Goal:
Could you return each line below that contains the word "grass", copied unchanged, treating uppercase and lowercase as different?
--- Begin ---
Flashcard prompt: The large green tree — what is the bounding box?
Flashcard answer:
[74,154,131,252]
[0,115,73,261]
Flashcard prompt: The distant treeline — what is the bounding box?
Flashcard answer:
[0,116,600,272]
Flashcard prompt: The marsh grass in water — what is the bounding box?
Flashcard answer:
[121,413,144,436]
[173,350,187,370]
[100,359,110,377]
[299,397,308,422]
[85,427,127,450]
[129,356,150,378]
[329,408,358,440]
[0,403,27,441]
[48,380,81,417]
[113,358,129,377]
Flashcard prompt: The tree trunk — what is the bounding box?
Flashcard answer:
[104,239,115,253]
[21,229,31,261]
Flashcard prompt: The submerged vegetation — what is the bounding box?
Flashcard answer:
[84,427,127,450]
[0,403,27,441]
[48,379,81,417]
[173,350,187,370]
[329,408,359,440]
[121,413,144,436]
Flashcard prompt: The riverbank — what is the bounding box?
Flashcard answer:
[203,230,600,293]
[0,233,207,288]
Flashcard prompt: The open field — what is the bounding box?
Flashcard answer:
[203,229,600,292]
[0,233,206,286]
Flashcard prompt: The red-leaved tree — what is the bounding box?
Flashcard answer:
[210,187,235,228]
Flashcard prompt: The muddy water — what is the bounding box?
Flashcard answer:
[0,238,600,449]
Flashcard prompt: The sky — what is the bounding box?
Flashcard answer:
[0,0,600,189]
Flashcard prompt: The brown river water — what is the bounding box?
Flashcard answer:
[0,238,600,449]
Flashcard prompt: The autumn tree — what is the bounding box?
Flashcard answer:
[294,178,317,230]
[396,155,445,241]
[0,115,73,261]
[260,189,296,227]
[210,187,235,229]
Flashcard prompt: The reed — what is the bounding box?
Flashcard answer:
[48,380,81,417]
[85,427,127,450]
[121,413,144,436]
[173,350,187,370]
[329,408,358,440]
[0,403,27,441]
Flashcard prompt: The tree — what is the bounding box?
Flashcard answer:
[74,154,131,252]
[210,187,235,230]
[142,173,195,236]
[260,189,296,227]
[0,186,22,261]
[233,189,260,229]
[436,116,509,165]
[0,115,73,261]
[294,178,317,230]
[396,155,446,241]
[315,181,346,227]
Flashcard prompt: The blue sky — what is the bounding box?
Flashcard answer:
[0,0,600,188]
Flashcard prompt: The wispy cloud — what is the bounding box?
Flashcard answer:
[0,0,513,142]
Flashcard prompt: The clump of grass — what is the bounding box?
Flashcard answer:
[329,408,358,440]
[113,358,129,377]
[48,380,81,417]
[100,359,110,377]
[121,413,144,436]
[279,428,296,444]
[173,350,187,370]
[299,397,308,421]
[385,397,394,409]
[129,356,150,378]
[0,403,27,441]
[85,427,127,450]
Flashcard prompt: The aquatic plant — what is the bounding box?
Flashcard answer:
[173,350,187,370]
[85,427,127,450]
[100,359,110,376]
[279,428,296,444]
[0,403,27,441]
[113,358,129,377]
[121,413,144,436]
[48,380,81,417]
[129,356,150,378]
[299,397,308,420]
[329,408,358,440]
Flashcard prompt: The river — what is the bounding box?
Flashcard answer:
--- End ---
Full output:
Flashcard prompt: The marsh grass in water — what is the bounding box?
Flashcard prompt: The clump of grass — what is the bounding box?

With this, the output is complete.